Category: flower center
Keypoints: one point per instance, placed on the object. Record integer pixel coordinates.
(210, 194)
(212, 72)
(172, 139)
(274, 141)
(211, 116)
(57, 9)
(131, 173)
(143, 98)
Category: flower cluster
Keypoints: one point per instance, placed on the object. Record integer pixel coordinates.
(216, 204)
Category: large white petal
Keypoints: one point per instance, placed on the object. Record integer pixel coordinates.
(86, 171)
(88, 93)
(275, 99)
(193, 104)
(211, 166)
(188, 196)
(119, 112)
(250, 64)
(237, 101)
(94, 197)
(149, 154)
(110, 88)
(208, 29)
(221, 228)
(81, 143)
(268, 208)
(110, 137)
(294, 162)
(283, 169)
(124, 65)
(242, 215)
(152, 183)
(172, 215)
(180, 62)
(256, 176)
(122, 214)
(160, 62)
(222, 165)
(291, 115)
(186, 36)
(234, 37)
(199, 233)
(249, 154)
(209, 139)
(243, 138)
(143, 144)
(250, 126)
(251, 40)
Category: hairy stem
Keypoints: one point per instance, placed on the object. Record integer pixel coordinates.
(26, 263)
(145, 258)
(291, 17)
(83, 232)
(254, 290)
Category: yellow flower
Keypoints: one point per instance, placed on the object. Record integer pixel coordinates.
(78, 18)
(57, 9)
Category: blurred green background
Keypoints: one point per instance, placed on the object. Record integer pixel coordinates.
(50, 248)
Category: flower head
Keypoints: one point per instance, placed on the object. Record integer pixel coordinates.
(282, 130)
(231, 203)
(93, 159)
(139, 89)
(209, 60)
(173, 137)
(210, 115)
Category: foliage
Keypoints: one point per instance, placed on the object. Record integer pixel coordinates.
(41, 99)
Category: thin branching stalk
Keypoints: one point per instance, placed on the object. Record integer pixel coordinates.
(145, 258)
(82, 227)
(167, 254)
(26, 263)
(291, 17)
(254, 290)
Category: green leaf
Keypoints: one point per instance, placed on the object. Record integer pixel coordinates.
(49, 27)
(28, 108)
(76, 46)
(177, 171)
++++++++++++++++++++
Every entry must appear in the answer, reproduced exactly.

Category: flower center
Keypoints: one point per instance, placed on the object. Record integer pixel coordinates.
(210, 194)
(212, 72)
(172, 139)
(274, 141)
(211, 116)
(57, 9)
(131, 173)
(143, 98)
Category: flower cluster
Keypoints: one point per instance, placed on the object. Record integer pixel coordinates.
(216, 204)
Category: large white petal
Keypoints: one point per instance, placed on the object. Record integer pixel coordinates.
(86, 171)
(88, 93)
(275, 99)
(193, 104)
(211, 166)
(188, 196)
(119, 112)
(250, 64)
(237, 101)
(94, 197)
(149, 154)
(110, 88)
(208, 29)
(221, 228)
(81, 143)
(268, 208)
(110, 137)
(294, 162)
(283, 169)
(124, 65)
(242, 215)
(152, 183)
(172, 215)
(180, 62)
(256, 176)
(122, 214)
(160, 62)
(222, 165)
(291, 115)
(186, 36)
(234, 37)
(199, 233)
(249, 154)
(209, 139)
(243, 138)
(143, 144)
(250, 126)
(251, 40)
Category: hairy stem
Keypoints: one point per instance, placed on the object. Record integer pixel coordinates.
(26, 263)
(145, 258)
(291, 17)
(83, 232)
(254, 290)
Category: yellow flower
Keypoints: one point per instance, placed on the object. Record integer pixel coordinates.
(78, 18)
(57, 9)
Category: blurred green background
Keypoints: one point per instance, placed on the object. Record integer pixel coordinates.
(50, 248)
Category: flower head
Keypoints: one point per instance, placed on the object. Record integer pixel coordinates.
(282, 130)
(231, 203)
(93, 159)
(139, 89)
(209, 60)
(173, 137)
(210, 115)
Category: foliage
Keypoints: one point per instance, placed on the object. Record integer pixel coordinates.
(41, 99)
Category: thin branching stalk
Keypoints: one point per instance, placed on the object. Record integer pixel coordinates.
(145, 258)
(82, 227)
(167, 254)
(26, 263)
(291, 17)
(254, 290)
Category: green leaf
Keypoints: one point per instance, placed on the object. Record integer pixel coordinates.
(49, 27)
(28, 108)
(76, 46)
(177, 171)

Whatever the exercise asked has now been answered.